- **SUPPLIED RECORDS**
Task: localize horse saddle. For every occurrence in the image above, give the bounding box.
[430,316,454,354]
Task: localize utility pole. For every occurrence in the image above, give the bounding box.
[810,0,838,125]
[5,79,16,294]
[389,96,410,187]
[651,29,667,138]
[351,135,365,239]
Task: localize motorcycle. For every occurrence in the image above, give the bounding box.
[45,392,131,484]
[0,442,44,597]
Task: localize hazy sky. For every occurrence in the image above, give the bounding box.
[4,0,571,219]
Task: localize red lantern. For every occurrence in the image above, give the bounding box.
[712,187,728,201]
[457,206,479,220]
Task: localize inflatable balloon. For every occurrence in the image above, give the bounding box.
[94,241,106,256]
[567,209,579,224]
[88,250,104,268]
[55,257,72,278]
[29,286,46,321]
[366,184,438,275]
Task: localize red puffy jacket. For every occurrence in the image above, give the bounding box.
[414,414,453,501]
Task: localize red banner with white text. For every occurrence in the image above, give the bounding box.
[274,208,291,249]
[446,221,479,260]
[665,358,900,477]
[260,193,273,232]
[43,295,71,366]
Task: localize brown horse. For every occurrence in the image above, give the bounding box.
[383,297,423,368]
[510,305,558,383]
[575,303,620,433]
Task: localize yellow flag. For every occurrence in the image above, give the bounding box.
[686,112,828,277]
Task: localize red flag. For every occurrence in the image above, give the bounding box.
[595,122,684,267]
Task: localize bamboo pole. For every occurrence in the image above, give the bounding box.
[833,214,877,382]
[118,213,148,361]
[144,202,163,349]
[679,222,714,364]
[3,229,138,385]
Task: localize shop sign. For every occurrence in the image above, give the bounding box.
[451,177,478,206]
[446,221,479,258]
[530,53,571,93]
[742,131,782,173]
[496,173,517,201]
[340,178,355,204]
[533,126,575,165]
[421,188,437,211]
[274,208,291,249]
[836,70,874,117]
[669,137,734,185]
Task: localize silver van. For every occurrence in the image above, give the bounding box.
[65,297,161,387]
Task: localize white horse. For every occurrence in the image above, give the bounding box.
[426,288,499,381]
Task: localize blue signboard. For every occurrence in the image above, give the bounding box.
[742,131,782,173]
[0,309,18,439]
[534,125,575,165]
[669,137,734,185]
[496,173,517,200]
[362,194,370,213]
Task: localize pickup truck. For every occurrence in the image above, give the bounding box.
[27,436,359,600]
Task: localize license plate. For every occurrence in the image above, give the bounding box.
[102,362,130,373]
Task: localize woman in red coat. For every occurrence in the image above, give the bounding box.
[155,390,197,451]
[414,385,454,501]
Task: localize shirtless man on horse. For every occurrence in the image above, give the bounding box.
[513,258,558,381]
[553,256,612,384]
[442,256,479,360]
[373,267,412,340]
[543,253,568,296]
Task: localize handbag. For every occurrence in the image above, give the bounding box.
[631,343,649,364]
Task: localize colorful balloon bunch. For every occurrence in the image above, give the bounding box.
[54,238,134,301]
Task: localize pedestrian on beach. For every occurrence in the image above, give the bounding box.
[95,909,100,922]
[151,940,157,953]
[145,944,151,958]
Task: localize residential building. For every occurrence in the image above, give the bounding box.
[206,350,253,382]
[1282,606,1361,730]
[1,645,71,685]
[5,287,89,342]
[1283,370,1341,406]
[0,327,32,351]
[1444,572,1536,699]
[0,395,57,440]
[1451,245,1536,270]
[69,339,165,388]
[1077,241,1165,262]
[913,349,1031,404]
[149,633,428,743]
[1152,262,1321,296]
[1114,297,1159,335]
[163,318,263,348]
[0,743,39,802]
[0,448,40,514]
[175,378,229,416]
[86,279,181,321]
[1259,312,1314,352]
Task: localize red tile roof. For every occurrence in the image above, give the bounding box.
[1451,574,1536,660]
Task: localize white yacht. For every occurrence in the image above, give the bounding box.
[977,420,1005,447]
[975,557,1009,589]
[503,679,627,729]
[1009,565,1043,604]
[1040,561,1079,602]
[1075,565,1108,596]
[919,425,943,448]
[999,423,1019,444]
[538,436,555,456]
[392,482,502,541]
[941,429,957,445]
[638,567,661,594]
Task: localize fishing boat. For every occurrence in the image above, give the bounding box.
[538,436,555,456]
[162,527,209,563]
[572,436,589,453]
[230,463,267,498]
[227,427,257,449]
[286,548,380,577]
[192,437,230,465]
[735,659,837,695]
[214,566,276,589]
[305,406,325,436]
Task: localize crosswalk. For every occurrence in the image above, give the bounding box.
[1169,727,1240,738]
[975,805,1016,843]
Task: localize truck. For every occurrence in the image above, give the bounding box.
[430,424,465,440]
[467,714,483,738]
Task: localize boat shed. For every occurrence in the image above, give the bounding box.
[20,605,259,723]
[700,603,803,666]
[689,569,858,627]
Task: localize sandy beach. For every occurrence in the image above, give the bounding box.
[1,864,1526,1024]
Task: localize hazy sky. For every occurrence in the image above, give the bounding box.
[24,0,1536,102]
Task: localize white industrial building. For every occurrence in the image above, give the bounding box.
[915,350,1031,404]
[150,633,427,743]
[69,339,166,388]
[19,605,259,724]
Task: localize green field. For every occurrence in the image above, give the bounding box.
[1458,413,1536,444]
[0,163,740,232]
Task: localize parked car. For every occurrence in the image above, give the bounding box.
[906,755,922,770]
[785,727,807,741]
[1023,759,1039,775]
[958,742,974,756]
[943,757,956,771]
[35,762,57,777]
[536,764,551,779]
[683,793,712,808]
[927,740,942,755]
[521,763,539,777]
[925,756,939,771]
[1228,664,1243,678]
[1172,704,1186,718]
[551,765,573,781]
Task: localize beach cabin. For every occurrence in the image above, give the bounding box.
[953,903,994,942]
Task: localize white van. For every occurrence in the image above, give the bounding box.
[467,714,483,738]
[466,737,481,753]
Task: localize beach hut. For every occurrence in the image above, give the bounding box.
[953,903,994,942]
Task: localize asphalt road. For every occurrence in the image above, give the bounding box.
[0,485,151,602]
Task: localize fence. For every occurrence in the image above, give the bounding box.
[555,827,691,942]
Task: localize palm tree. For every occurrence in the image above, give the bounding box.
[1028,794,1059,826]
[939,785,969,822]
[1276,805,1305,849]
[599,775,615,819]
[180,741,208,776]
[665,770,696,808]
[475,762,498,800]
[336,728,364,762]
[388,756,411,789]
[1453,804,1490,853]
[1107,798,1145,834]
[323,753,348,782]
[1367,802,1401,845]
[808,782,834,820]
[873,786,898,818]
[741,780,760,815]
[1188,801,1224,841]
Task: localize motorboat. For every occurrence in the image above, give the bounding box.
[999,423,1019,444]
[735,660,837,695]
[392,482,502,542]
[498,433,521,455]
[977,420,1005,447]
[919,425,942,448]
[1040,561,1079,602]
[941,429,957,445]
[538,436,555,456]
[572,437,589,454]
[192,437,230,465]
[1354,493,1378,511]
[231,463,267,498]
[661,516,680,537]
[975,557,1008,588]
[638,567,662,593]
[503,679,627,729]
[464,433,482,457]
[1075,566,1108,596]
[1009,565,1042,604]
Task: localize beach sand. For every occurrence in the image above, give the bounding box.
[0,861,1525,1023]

- **DIRECTIONS**
Repeat the data above in full, word for word.

- **FINISHED EXERCISE**
Task: localize horse saddle. For every occurrence in the image above, give the bounding box.
[430,316,454,354]
Task: localize utility pole. For every occurrence in the image above, give the bounding box.
[810,0,838,125]
[5,79,16,294]
[389,96,410,187]
[651,29,667,138]
[351,135,365,239]
Task: localize motorcycle. For every occurrence in the image above, give the bounding box.
[45,392,131,484]
[0,442,44,597]
Task: localize hazy sky. For every occurrence in the image above, give the bounding box.
[4,0,571,219]
Task: localize red lantern. For every occurrence in the image above, give the bounding box.
[712,187,728,201]
[457,206,479,220]
Task: localize inflatable balloon. For every occurrence in the image above, give the bounding box.
[94,241,106,256]
[567,209,579,224]
[88,250,104,268]
[55,257,72,278]
[29,286,46,321]
[366,184,438,275]
Task: localize red puffy jacket. For every occurrence in the image above, give the bounding box.
[414,414,453,501]
Task: localize red banner with white text. For every occurrence in the image above, give the bounding box.
[274,208,291,249]
[446,221,479,260]
[665,358,900,477]
[260,193,273,232]
[43,295,71,366]
Task: localize brown horse. For every occurrence in the image above, give the bounding box.
[383,297,423,368]
[510,305,558,383]
[575,303,620,433]
Task: localize yellow flag. For every occurrence in the image above, give the bounding box.
[686,112,828,277]
Task: localize red flag. For every occurrence in the image above, give the bounding box.
[595,122,684,267]
Task: localize bamboo pole. For every occurrence in the image above, give the bounding box.
[833,214,877,382]
[118,213,148,361]
[144,202,163,349]
[679,222,714,364]
[3,229,138,385]
Task: localize shop sign. For every occurrence in the image above, give the bounding box.
[451,177,478,206]
[446,221,479,258]
[530,53,571,93]
[742,131,782,173]
[496,173,517,201]
[340,178,355,204]
[533,126,575,165]
[421,188,437,211]
[274,208,291,249]
[836,70,874,117]
[669,137,734,185]
Task: localize silver van. For every occurrence in the image above, give the bounding box.
[65,297,161,387]
Task: localize white horse. For every occurrence in the image above, give the bounding box.
[426,288,499,381]
Task: localize blue signboard. For every occurrence in the image above, give the bounding box.
[742,131,782,173]
[0,309,18,439]
[534,125,575,165]
[669,137,734,185]
[496,173,517,200]
[362,194,370,213]
Task: localize pickup truck. For every occurrence in the image above, give the bounding box.
[27,436,359,600]
Task: localize license plate. For every occurrence in the image above, give the bounding box.
[102,362,130,373]
Task: localize woman in red coat. For every occurrence in the image above, give the bounding box.
[155,390,197,451]
[414,385,454,501]
Task: localize shirtless man on horse. For every occurrence in the image above, give the bounding box.
[513,258,558,381]
[553,256,612,384]
[442,256,479,360]
[373,267,412,340]
[543,253,568,296]
Task: localize handbag. For every occurrence in the image above, give the bounding box.
[631,343,649,364]
Task: localize colorful balloon bunch. For every occurrence in the image above, give the bounding box.
[54,238,134,301]
Task: localize pedestrian on beach. For every occurrence in the image above, give the bounding box.
[95,909,100,922]
[151,940,157,953]
[145,944,151,958]
Task: localize residential building. For every occurrence in the image above, give the bounding box.
[206,350,253,382]
[1282,606,1361,730]
[1,645,71,685]
[5,287,89,342]
[1283,370,1341,406]
[0,327,32,351]
[1444,572,1536,699]
[0,395,57,440]
[1451,245,1536,270]
[69,339,165,388]
[1077,241,1165,262]
[913,349,1031,404]
[149,633,428,743]
[1152,262,1321,296]
[1114,297,1159,335]
[163,318,263,348]
[0,743,39,802]
[0,448,40,514]
[175,378,229,416]
[86,279,181,321]
[1259,312,1314,352]
Task: localize red tile roof. For every occurrence in the image above, give the bounding box.
[1451,574,1536,660]
Task: localize white yacht. For every occurrence in the image above, give the bounding box.
[977,420,1005,447]
[975,557,1009,589]
[503,679,627,729]
[1009,565,1043,604]
[1040,561,1079,602]
[1075,565,1108,596]
[919,425,943,448]
[999,423,1019,444]
[538,436,555,456]
[392,482,502,541]
[941,429,957,445]
[638,567,661,594]
Task: localize fishing boat. For every occurrence in the image above, give the bounding box.
[538,436,555,456]
[162,527,209,563]
[572,436,589,453]
[230,463,267,498]
[227,427,257,449]
[286,548,380,577]
[192,437,230,465]
[735,659,837,695]
[214,566,276,589]
[305,406,325,436]
Task: localize crosswalk. For every occurrence in the image above, give the bounding box.
[1169,727,1240,738]
[975,805,1016,843]
Task: localize truck. For every occurrence in the image above, give the bounding box.
[430,424,465,440]
[467,714,483,738]
Task: localize boat shed. For every occurrence in the image above, give the bounding box.
[20,605,259,723]
[700,603,803,666]
[689,569,858,627]
Task: localize sandy beach. For every occurrence in the image above, give the bounding box.
[1,864,1526,1024]
Task: localize hazy sky. For every occurrence in the image above, give the bounding box.
[24,0,1536,102]
Task: localize white industrial building. For every occurrence in the image above, give the bounding box.
[915,350,1031,404]
[150,633,427,743]
[69,339,166,388]
[19,605,259,724]
Task: localize green field. For every occurrence in the image above, give the bounding box.
[1458,413,1536,444]
[0,163,740,232]
Task: localize parked car. For every occurrence in the image above, give the bounding box.
[906,755,922,770]
[785,727,807,741]
[1023,759,1039,775]
[958,742,974,756]
[943,757,956,771]
[35,762,57,777]
[536,764,551,779]
[683,793,712,808]
[927,740,942,755]
[521,763,539,777]
[925,756,939,771]
[1228,664,1243,678]
[1172,704,1186,718]
[551,765,573,781]
Task: localize beach cabin. For every occurrence in the image above, give the bounding box.
[953,903,994,942]
Task: localize white van. For every occurrence in the image above, give the bounding box.
[467,714,483,738]
[466,737,481,753]
Task: localize beach hut. For every occurrence in the image above, give the bounding box.
[953,903,994,942]
Task: localize asphalt road. For every occurrence in the image above, give the bounding box.
[0,485,151,602]
Task: localize fence. For every occurrence in the image above, give the bounding box.
[555,827,691,942]
Task: localize palm tree. For every occurrence in the image above, give the bounding box.
[1028,794,1059,826]
[939,785,969,822]
[1276,805,1305,849]
[599,775,615,819]
[180,741,208,776]
[665,770,696,808]
[475,762,498,800]
[336,728,364,762]
[388,756,411,789]
[1453,804,1490,853]
[1107,798,1145,834]
[323,753,348,782]
[1367,802,1401,845]
[808,782,834,820]
[873,786,898,818]
[741,780,760,815]
[1188,801,1224,841]
Task: localize motorboat. For every occurrence in the image above, give the bounding box.
[999,423,1019,444]
[735,660,837,695]
[392,482,502,542]
[498,433,521,455]
[977,420,1005,447]
[919,425,942,448]
[1040,561,1079,602]
[941,429,957,445]
[538,436,555,456]
[572,437,589,454]
[192,437,230,465]
[1354,493,1378,511]
[231,463,267,498]
[661,516,680,537]
[975,557,1008,588]
[638,567,662,593]
[503,679,627,729]
[464,433,482,457]
[1075,566,1108,596]
[1009,565,1042,604]
Task: localize beach sand. For every occurrence in the image above, give the bounding box.
[0,861,1525,1023]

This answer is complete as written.